_EXERCISE PASSAGE:_
------------------------------

I was raised in the northeastern United States, in the heart of Pennsylvania Dutch Country, and resided in a half-dozen homes or towns throughout my growing up years. My father was a reverend with a flourishing career, moving the family to various parishes as his calling dictated, which I view in a positive light as I was exposed to different communities and lifestyles. After graduating from high school at the age of seventeen, I shook off my less worldly roots when I moved with my father to Massachusetts, a seemingly more sophisticated and progressive state. It was there that I embarked on a learning journey, thrilled at living so close to the sea in the artsy and historic fishing village of Gloucester, the hex signs and covered bridges soon a fond memory.
Thrilled to begin college in New England, I jumped in with both feet and managed to excel in biological and psychological studies, despite majoring in dating. Throughout my school years, I dabbled in poetry and short stories, purely for personal self-expression. I experimented with a couple of creative writing classes, but never pursued my secret desire of a writing career, feeling the vocation was too self-indulgent, not sensible enough for my German blood. I remained focused on psychology and received a Bachelor of Arts degree, upon which I secured my very first “real” job as a Senior Psychiatric Counselor at a group home for adults with mental illness. Wanting to further my learning, I attended Suffolk University in Beacon Hill in Boston, and graduated two years later, obtaining a Masters degree in Counseling and Human Relations.
Soon afterward, feeling weighed down by too many sunless days and frigid winters, I decided to move to a much lighter state, and settled in bustling Pinellas County in southwestern Florida. Over the next twenty years I concentrated further on my work in counseling and social services and became a licensed practitioner. During these years, my career included being a social services director for a nursing center, program manager for a rehabilitation agency, social services consultant for nursing centers, program director of an Alzheimer’s unit, and a hospice counselor.

------------------------------

Collected data
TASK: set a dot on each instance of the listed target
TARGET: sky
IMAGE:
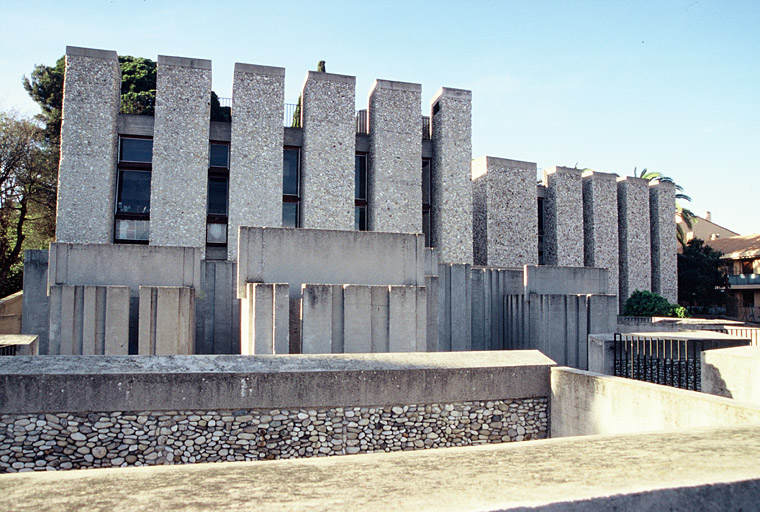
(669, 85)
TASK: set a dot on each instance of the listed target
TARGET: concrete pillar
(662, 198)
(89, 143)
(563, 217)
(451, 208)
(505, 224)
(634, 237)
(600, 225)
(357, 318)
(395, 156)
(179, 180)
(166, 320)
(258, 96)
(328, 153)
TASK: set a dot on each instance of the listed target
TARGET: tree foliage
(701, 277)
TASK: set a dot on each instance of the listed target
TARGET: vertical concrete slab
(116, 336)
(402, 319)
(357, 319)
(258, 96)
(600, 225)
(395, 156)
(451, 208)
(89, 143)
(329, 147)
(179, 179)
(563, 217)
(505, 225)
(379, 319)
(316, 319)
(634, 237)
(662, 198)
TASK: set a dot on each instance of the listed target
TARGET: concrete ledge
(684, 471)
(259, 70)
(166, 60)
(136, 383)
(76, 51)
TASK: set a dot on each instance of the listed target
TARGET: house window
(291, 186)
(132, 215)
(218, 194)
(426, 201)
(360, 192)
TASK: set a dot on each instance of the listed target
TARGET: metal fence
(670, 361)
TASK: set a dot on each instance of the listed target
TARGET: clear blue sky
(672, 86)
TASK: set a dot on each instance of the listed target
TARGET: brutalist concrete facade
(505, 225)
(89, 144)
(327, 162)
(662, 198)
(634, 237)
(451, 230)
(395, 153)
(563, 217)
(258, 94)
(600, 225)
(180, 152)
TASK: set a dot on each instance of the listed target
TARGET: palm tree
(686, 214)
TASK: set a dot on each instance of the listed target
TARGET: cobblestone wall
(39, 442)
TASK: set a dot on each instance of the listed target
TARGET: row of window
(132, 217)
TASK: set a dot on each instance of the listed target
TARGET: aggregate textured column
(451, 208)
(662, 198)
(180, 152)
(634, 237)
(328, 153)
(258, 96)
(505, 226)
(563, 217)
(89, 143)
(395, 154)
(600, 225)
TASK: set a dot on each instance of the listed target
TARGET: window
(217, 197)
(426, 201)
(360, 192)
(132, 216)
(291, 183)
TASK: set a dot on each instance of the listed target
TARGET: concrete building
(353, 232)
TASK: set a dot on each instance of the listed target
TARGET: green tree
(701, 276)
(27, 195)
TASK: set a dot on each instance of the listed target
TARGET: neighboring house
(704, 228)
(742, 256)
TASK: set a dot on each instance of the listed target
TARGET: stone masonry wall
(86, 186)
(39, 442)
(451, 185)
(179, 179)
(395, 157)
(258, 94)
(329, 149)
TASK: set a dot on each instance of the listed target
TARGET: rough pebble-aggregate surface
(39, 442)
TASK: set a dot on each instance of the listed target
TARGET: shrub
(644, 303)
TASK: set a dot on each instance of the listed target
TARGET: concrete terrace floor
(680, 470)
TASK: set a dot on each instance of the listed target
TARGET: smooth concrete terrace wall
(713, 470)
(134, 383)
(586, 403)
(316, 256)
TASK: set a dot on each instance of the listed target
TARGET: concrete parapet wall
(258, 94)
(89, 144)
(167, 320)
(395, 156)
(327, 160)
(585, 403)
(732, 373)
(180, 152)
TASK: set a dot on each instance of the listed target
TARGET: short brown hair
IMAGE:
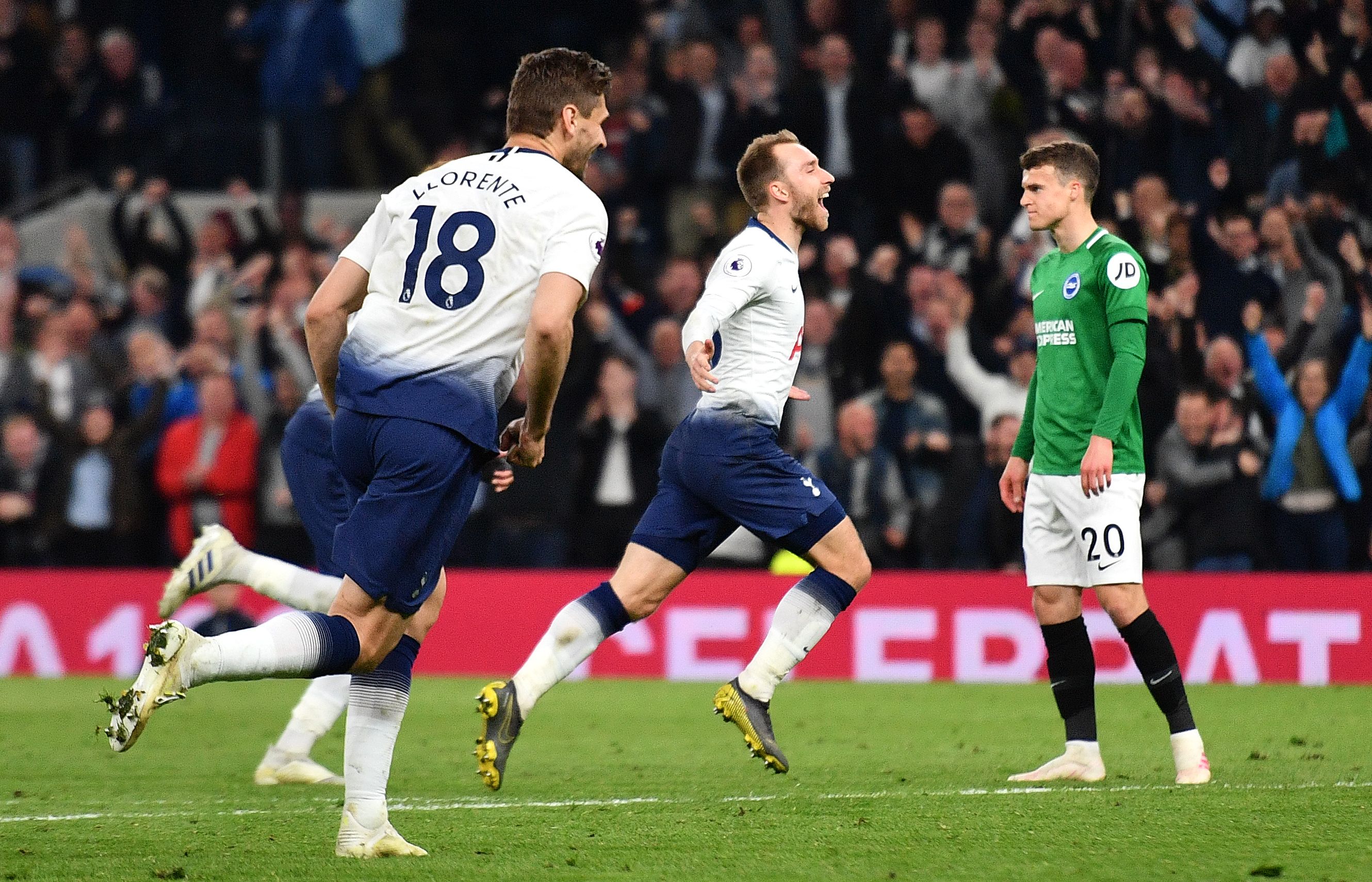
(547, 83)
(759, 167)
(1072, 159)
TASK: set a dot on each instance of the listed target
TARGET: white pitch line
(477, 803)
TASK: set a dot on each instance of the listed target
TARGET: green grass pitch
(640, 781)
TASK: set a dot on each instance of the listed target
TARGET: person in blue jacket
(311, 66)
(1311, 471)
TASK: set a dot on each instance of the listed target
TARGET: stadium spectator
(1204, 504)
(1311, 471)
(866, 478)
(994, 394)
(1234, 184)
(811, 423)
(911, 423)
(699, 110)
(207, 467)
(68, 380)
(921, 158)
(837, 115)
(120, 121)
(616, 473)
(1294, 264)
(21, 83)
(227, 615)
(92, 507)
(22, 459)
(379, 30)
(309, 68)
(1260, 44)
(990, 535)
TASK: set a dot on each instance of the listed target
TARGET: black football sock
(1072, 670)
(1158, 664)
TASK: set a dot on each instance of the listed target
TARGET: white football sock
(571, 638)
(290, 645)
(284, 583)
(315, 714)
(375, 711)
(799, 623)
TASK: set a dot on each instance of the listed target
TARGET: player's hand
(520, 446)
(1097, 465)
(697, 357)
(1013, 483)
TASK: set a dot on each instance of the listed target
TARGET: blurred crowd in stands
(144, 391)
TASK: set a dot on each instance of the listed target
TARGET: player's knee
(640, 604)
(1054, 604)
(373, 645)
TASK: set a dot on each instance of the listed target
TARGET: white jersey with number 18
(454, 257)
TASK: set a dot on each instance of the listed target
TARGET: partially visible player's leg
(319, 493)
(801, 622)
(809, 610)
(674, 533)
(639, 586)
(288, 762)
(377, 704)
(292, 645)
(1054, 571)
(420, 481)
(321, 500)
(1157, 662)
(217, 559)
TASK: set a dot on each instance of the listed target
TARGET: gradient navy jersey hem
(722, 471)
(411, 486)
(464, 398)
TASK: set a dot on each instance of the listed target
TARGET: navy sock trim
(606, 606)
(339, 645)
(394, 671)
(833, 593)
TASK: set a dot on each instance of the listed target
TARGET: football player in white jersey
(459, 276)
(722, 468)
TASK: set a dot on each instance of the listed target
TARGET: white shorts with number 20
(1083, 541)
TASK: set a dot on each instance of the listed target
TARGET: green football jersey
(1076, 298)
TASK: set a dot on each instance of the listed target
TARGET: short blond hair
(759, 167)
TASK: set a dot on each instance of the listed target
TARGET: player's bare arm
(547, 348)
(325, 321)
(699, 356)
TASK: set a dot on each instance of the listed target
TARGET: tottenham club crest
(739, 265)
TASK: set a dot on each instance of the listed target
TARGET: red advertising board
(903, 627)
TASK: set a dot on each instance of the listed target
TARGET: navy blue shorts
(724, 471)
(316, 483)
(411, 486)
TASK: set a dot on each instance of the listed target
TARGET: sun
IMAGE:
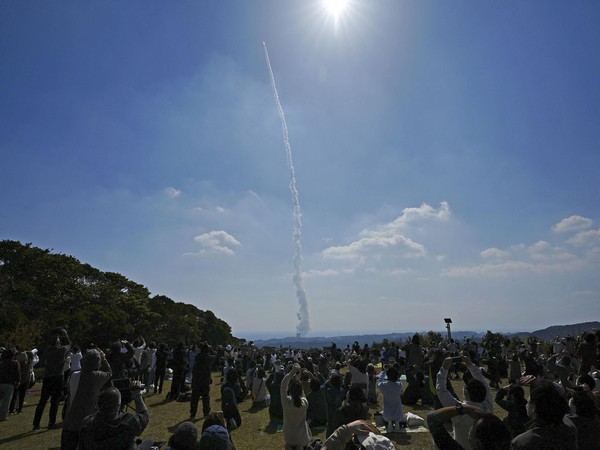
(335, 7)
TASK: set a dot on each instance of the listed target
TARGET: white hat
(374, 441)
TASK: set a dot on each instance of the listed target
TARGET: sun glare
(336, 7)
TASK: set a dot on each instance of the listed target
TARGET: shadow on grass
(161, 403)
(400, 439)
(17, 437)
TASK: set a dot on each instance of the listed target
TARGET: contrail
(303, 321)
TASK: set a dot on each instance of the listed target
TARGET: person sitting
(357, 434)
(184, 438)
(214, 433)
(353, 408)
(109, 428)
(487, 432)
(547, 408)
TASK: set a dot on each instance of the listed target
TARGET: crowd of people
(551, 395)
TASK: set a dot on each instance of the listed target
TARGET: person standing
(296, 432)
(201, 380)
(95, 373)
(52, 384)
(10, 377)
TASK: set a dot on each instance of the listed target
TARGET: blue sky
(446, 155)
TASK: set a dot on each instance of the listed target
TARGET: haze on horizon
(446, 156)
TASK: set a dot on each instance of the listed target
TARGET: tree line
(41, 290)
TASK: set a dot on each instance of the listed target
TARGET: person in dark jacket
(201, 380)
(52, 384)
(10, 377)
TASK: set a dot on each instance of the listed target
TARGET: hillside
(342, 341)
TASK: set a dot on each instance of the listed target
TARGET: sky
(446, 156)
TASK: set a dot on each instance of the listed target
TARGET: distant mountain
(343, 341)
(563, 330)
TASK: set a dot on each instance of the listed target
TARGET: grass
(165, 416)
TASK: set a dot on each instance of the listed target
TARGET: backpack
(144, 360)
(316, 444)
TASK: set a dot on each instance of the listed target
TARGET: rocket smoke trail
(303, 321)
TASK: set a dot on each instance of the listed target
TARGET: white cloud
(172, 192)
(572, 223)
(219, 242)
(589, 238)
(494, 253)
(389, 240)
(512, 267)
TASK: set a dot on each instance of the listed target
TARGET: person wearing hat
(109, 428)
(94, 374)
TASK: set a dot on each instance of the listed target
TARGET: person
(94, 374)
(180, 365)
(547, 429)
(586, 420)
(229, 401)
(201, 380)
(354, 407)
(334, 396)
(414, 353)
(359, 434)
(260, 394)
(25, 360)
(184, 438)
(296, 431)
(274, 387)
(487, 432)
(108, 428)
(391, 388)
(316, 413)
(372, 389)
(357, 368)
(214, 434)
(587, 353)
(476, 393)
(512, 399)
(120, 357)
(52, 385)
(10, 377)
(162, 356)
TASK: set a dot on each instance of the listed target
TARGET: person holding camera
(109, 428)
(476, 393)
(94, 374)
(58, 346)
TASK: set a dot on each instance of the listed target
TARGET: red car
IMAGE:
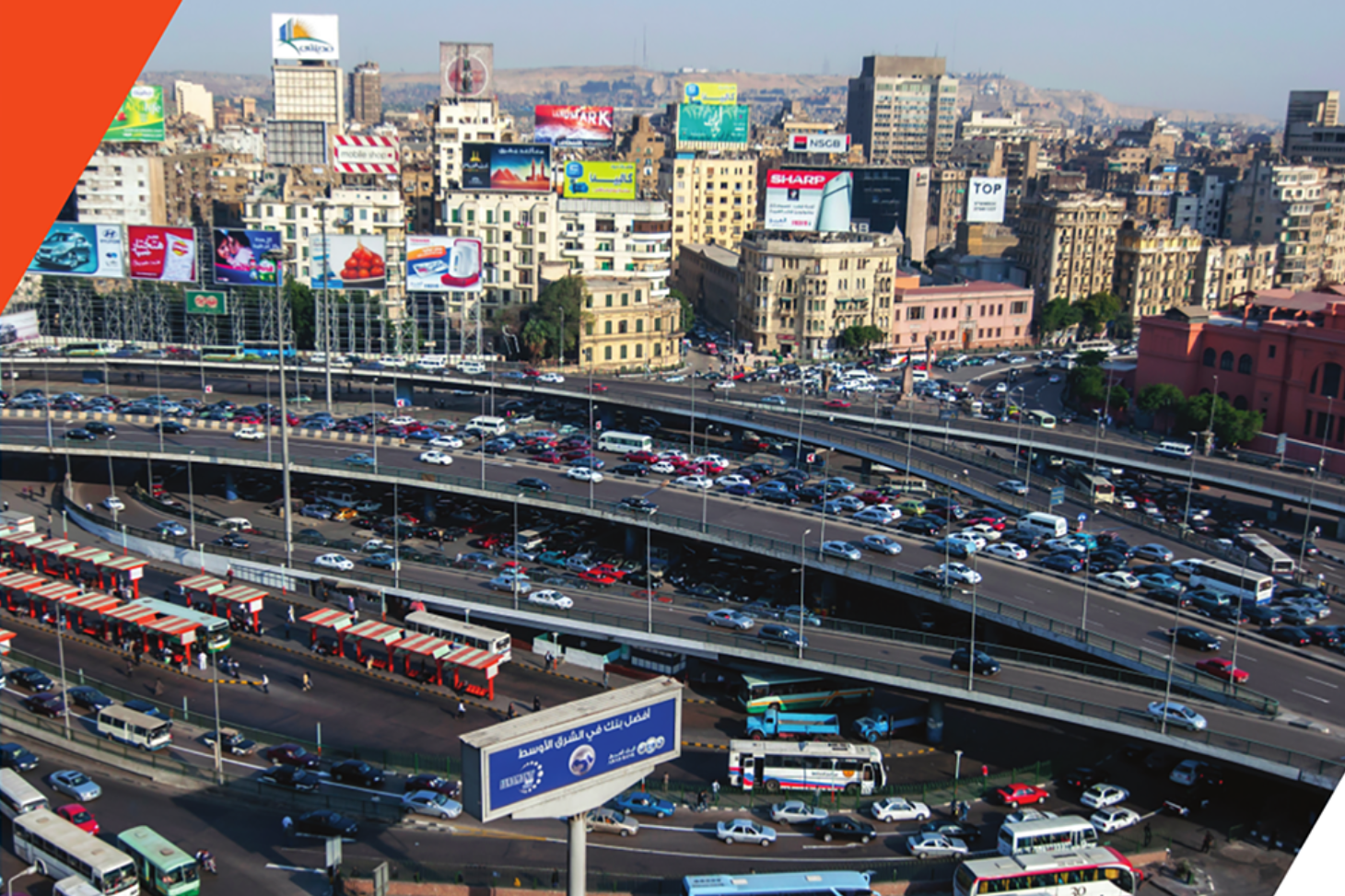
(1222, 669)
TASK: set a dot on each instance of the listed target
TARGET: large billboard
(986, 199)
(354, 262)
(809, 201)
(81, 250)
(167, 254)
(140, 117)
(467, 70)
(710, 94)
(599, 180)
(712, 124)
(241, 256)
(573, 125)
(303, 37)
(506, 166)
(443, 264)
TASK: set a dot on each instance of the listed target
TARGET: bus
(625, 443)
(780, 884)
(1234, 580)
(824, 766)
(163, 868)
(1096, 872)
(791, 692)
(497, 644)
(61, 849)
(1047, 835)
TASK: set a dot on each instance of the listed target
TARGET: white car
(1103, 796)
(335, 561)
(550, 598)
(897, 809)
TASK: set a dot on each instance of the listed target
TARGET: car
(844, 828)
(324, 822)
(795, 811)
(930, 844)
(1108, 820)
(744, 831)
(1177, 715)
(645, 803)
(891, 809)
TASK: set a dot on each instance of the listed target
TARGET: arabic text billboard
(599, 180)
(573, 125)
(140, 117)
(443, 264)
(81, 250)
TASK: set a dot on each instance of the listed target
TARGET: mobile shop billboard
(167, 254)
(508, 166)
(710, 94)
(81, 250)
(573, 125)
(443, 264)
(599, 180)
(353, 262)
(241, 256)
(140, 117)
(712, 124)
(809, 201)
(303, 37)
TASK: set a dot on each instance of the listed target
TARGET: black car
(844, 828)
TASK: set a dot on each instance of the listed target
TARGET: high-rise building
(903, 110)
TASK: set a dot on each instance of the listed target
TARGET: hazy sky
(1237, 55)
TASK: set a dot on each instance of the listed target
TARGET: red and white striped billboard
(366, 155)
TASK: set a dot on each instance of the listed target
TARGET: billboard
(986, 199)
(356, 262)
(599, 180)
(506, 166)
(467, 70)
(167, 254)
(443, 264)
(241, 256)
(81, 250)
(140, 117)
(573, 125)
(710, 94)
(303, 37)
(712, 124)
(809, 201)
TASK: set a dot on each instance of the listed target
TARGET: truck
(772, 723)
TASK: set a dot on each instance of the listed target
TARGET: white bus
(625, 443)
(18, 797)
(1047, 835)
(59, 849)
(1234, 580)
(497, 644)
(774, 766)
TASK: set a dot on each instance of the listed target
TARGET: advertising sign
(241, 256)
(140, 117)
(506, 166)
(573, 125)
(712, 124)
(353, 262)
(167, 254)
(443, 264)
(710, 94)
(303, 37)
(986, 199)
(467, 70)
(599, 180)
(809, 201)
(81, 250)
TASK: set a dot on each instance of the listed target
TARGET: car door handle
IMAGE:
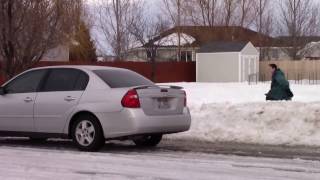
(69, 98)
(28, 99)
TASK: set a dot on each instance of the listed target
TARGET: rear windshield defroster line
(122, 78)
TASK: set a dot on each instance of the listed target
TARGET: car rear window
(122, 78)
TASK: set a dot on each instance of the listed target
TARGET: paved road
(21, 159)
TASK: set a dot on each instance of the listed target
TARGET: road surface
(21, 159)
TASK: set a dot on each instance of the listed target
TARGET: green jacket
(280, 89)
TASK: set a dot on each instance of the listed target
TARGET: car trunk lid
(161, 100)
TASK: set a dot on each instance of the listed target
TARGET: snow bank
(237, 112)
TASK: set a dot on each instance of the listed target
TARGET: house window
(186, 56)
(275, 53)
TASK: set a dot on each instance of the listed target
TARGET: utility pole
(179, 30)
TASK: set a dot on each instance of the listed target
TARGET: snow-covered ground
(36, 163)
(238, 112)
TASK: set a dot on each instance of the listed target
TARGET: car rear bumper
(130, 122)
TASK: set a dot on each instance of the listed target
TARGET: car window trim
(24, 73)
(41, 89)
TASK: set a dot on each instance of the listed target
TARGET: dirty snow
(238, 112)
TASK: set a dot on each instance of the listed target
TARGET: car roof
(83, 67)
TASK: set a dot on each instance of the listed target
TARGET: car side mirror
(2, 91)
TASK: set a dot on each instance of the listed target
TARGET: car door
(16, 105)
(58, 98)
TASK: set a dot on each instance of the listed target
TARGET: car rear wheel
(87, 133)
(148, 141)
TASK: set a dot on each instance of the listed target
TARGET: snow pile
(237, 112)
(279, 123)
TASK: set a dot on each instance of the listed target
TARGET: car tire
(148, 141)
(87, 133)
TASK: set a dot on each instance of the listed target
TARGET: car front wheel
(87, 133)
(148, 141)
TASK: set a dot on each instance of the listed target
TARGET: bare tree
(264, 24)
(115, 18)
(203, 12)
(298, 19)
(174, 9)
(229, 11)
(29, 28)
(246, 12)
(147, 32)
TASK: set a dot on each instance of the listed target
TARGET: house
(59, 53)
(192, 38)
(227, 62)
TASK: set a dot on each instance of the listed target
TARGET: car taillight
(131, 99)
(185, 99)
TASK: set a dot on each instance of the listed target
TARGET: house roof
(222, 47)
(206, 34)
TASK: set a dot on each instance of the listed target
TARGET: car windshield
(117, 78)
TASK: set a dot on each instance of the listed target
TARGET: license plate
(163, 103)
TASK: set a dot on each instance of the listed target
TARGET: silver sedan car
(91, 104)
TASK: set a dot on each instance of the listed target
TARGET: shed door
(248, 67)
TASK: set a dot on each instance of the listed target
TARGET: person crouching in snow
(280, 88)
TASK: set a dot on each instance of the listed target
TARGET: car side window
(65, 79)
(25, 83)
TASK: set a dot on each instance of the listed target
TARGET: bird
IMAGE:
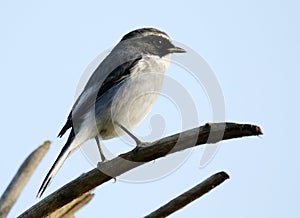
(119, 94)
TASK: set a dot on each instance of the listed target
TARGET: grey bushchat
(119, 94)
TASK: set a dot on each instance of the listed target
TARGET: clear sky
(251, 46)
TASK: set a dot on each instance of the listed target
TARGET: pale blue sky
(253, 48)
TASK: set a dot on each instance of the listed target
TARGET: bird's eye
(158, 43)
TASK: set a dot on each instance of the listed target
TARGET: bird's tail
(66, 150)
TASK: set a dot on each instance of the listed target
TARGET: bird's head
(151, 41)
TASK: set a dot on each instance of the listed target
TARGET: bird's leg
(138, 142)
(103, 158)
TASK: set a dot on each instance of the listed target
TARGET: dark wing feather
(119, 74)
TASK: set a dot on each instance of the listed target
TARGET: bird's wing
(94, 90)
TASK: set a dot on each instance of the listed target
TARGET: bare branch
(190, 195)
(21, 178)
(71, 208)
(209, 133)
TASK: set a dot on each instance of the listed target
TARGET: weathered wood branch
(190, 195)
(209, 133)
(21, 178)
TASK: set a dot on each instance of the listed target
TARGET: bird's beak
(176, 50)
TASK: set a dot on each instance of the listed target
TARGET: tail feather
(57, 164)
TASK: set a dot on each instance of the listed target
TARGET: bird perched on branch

------------------------------

_ACTIVITY:_ Please resume the personal account of moving from Pennsylvania to Massachusetts and then Florida, picking up right after its final sentence.

_THE ANSWER:_
Several years ago, due to a deep longing to express my feelings in an alternative manner, I literally sat down one day and began writing my first novel. The resultant book, The Resurrection of Hannah, had been born out of a series of powerful dreams, along with compelling and coexisting experiences that inspired me to create a story that would capture the strength of my emotions. I had a yearning to shape a tale based around individuals in my life that I believed would make engaging characters. I had a strong desire to experience a higher level of creativity, to literally produce something out of nothing– a fascinating and challenging endeavor I could not ignore. It was during this time that I moved for a short duration to Houston, Texas where I became a clinical hypnotherapist and a nationally certified counselor, as well as starting a private practice as a psychotherapist.
But I grew “antsy” as my father used to say and decided to move back to friends and family in Florida and worked again at the local Hospice, then more recently in community mental health. Once bitten by the writing bug, I could not help but pen my second work of fiction, The Fear of Things to Come. I am now in the process of writing another novel in what I consider a unique collection of adventure stories, the third in the Samantha Clark Mystery Series.